Starting at the line that contains "reads [[401, 456]]." and stopping after the line that contains "[[300, 205], [213, 36]]", give those record lines as a JSON list of strings. Use one string per line and leave out blank lines.

== RECORD SET

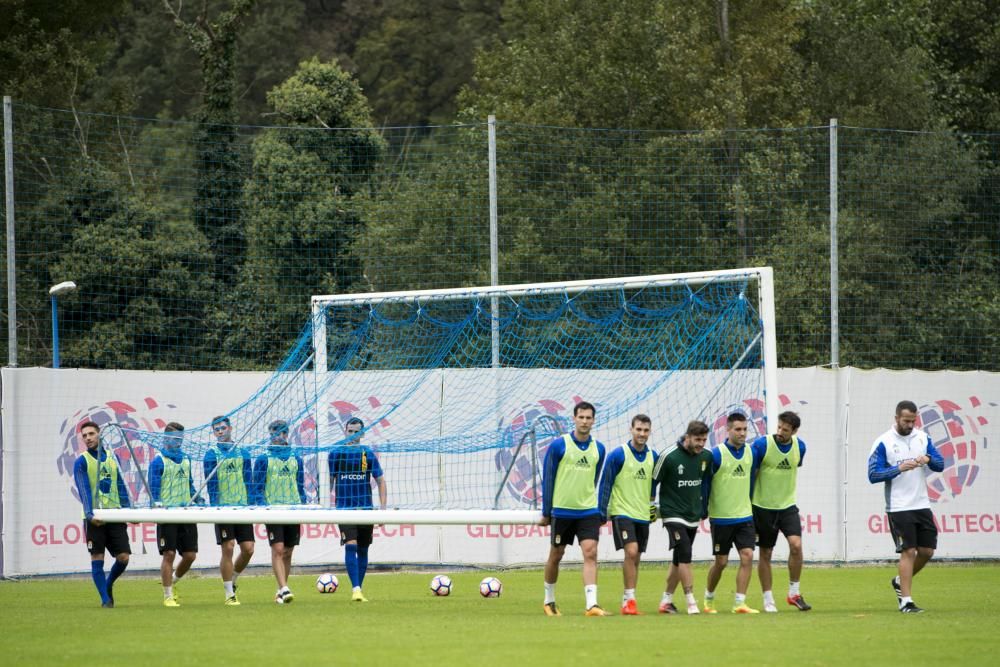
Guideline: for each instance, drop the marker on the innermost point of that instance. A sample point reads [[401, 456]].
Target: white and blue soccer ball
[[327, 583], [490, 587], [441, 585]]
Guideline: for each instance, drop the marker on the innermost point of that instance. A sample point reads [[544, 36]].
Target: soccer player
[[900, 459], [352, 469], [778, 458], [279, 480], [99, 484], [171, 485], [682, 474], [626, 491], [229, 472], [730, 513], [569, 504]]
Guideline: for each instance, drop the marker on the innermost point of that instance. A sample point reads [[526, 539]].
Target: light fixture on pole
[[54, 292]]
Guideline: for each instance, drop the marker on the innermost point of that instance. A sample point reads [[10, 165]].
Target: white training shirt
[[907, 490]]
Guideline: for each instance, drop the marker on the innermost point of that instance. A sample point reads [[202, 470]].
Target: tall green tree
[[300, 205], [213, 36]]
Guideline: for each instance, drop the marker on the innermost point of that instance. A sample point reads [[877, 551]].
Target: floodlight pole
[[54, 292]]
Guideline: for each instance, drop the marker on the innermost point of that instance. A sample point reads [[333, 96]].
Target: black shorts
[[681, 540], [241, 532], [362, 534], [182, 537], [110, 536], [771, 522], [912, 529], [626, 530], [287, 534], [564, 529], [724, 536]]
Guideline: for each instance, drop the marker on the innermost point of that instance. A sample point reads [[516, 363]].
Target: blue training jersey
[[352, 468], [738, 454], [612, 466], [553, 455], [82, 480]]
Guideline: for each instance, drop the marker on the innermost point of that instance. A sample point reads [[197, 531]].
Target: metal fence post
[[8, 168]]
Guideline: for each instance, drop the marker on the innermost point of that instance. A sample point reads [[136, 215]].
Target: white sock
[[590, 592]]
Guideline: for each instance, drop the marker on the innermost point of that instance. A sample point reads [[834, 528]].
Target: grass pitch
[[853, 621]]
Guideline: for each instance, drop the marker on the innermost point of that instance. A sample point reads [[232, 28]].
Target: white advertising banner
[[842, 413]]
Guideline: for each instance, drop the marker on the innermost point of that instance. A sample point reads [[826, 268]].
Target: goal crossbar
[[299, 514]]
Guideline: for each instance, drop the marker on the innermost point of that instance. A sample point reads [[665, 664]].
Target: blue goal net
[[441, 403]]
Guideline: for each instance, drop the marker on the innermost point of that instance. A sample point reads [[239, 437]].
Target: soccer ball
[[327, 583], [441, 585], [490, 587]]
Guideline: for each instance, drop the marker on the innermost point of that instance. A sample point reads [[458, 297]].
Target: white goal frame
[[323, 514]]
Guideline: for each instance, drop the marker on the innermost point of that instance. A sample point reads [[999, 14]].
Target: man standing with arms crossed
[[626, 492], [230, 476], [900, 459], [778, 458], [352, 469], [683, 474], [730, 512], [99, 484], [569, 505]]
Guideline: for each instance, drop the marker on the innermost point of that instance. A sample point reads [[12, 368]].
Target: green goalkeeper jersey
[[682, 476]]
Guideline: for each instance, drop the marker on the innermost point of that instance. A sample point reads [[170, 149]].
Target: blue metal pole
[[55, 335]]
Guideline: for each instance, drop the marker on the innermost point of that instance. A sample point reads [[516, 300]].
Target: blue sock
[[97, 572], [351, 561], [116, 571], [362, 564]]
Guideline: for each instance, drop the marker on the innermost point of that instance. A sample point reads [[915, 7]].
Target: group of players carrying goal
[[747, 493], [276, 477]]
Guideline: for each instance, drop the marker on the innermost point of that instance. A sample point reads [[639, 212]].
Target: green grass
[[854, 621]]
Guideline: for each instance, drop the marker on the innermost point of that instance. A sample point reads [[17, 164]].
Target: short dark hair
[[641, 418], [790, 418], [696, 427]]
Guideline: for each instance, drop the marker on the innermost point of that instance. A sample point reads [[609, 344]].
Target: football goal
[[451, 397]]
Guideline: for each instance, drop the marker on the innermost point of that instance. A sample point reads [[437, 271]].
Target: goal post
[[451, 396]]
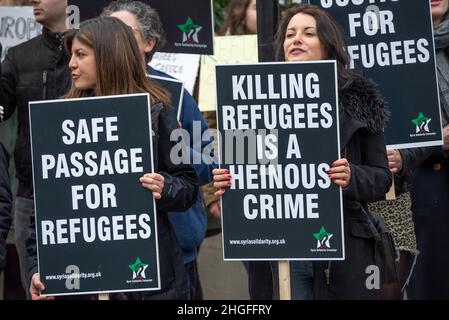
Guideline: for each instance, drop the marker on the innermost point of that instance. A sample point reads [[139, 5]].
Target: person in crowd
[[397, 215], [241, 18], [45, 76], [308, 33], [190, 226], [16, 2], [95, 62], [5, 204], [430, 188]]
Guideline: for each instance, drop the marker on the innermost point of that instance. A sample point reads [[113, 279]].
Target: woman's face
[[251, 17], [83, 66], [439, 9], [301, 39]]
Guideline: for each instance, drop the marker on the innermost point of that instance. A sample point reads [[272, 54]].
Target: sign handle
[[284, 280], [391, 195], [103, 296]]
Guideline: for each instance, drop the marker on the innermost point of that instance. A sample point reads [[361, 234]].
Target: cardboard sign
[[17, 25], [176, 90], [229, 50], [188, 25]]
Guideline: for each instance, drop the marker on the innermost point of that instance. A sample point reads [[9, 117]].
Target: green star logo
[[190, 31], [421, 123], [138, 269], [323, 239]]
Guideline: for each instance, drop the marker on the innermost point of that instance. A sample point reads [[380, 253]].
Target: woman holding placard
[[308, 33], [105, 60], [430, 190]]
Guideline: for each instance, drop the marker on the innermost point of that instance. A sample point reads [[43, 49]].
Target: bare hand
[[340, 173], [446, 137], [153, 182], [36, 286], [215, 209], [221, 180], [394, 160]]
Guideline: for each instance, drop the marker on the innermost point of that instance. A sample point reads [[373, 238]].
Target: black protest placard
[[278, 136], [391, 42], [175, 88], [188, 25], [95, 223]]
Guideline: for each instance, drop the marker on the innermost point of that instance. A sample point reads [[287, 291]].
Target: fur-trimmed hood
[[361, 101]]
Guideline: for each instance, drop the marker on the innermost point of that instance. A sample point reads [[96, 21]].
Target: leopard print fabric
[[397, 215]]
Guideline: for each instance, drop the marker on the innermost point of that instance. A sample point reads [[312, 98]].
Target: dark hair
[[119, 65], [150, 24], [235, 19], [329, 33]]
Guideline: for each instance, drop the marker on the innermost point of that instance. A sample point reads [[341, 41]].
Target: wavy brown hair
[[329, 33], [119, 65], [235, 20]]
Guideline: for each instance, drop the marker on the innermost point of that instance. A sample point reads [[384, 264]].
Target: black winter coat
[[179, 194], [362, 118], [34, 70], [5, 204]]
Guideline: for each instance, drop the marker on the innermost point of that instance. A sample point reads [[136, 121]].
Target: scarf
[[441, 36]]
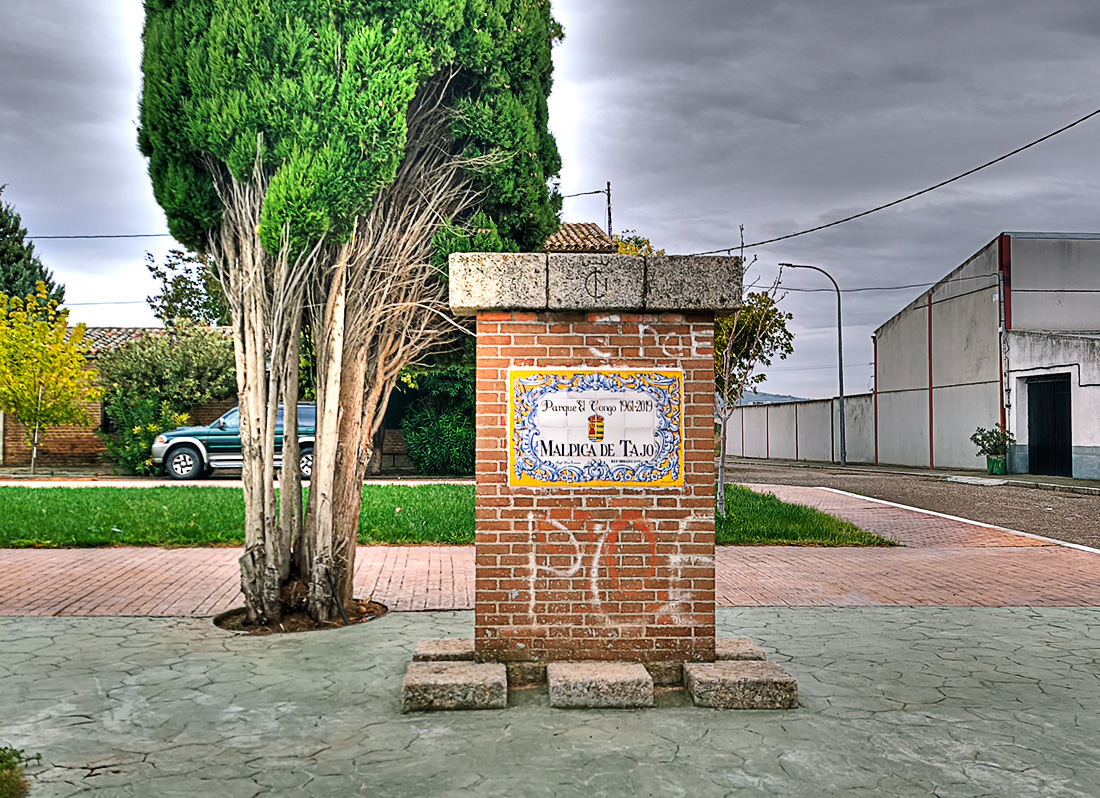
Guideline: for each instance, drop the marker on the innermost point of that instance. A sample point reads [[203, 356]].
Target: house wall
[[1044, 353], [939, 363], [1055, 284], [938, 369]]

====
== RECORD SET

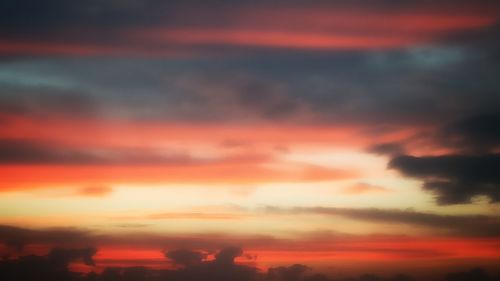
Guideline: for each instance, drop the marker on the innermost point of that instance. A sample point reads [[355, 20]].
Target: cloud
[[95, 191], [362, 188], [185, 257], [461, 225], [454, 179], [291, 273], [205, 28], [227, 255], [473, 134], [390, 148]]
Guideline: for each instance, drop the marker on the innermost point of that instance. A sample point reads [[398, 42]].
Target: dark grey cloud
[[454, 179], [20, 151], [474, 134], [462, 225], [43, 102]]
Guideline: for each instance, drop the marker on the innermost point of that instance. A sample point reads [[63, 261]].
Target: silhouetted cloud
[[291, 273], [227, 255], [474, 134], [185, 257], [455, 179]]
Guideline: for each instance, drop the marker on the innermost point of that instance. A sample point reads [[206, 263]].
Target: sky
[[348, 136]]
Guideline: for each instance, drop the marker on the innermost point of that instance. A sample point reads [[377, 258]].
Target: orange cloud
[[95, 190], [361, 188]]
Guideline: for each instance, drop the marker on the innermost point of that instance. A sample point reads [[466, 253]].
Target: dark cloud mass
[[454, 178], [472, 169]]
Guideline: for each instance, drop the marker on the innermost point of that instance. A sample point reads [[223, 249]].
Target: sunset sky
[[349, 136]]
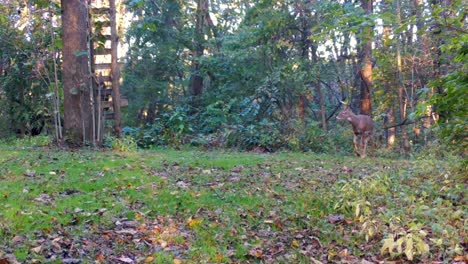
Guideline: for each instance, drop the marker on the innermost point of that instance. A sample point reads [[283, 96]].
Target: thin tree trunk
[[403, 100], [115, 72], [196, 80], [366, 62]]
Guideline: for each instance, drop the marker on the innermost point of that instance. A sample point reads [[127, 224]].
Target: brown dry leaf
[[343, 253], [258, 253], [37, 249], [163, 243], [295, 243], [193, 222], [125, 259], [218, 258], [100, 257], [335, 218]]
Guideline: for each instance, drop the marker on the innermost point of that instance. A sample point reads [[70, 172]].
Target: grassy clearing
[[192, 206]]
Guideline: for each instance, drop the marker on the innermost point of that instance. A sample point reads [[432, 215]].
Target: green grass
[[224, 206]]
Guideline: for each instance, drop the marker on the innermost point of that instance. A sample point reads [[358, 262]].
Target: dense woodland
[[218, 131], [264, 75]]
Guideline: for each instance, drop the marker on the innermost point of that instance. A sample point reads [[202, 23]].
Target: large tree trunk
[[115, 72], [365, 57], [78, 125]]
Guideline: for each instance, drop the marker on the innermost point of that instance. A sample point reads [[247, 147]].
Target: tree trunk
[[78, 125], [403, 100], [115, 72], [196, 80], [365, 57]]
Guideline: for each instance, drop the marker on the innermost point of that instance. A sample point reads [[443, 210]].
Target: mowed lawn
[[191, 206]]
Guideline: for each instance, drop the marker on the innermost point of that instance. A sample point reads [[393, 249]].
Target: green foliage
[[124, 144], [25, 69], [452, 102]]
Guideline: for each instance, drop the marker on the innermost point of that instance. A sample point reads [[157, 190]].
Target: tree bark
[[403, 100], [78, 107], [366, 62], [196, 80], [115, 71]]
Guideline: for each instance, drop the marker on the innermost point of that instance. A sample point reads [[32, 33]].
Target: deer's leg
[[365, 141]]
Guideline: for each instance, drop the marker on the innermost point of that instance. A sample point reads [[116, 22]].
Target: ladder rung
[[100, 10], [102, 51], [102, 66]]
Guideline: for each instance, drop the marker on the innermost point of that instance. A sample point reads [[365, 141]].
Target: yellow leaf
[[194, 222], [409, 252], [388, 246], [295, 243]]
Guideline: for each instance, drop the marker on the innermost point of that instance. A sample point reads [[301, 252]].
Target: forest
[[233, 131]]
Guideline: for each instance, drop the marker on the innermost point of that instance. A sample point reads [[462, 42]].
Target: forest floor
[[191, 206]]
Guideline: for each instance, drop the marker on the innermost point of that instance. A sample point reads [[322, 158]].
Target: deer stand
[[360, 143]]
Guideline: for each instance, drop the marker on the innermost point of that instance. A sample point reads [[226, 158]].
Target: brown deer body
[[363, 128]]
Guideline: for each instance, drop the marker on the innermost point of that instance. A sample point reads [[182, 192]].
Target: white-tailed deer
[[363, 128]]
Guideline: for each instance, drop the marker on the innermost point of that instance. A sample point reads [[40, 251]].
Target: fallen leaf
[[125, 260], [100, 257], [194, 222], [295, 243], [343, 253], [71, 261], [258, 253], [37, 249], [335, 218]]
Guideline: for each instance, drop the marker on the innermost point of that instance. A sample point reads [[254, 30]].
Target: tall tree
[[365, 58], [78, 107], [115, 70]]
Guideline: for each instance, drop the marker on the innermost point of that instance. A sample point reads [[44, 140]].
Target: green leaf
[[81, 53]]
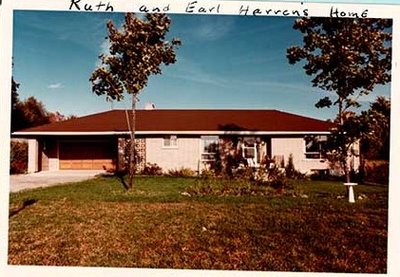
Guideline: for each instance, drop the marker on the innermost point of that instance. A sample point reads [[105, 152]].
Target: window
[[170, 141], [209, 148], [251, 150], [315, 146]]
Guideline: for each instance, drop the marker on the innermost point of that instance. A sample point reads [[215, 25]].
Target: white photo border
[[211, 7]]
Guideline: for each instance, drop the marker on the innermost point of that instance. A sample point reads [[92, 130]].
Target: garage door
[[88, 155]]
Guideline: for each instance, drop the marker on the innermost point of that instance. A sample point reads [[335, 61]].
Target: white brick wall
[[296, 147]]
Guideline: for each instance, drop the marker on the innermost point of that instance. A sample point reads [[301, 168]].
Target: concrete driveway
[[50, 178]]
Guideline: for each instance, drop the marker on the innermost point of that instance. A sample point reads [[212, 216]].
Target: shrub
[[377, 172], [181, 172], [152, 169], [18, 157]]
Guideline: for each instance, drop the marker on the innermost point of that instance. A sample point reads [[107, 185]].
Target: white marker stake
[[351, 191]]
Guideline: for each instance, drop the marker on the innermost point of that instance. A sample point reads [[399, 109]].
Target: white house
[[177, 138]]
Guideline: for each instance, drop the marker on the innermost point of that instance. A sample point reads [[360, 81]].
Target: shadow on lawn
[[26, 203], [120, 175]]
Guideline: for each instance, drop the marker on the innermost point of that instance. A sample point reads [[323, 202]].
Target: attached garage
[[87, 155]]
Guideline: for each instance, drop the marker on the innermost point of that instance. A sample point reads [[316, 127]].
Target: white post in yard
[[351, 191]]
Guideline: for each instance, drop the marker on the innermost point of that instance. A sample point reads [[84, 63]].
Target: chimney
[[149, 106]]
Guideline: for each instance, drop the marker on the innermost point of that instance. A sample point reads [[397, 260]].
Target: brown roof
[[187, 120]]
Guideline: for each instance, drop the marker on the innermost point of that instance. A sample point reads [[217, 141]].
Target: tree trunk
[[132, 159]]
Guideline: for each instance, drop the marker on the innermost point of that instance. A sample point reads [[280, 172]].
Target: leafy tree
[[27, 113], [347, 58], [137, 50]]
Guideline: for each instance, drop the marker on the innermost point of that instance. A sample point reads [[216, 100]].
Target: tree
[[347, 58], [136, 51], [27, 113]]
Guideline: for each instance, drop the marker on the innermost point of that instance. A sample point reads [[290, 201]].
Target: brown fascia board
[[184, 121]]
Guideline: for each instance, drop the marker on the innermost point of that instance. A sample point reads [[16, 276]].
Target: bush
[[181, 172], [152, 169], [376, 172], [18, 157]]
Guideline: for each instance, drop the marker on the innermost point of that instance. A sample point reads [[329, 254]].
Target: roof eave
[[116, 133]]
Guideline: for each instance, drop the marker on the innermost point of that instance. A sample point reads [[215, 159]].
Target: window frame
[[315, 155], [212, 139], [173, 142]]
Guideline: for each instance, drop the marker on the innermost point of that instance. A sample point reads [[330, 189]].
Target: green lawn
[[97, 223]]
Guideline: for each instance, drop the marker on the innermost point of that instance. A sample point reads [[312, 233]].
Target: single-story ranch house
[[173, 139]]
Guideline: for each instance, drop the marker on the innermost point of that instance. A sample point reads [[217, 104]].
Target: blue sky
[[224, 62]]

====

## THE OUTPUT
[
  "Guideline: for each instance, drop the marker on the innermost point of that instance. A sample point reads [[401, 456]].",
  "Target: white and blue soccer ball",
  "[[327, 583], [490, 587], [441, 585]]",
  "Guideline: for each instance, drop the marker on the innermost point of that instance. A sample point reads [[544, 36]].",
  "Target: soccer player",
  "[[900, 459], [352, 469], [778, 458], [279, 480], [99, 484], [171, 485], [682, 474], [626, 491], [229, 472], [730, 513], [569, 504]]",
  "Guideline: for each instance, drop the marker on the innermost point of that instance. A sample point reads [[526, 539]].",
  "Target: light fixture on pole",
  "[[54, 292]]",
  "Guideline: for each instance, drop the marker on the innermost point of that instance. A sample point reads [[10, 165]].",
  "Target: white training shirt",
  "[[907, 490]]",
  "Guideline: for each instance, drop the marker on the innermost point of that instance. A sample point reads [[202, 470]].",
  "Target: tall green tree",
  "[[300, 205], [213, 36]]"
]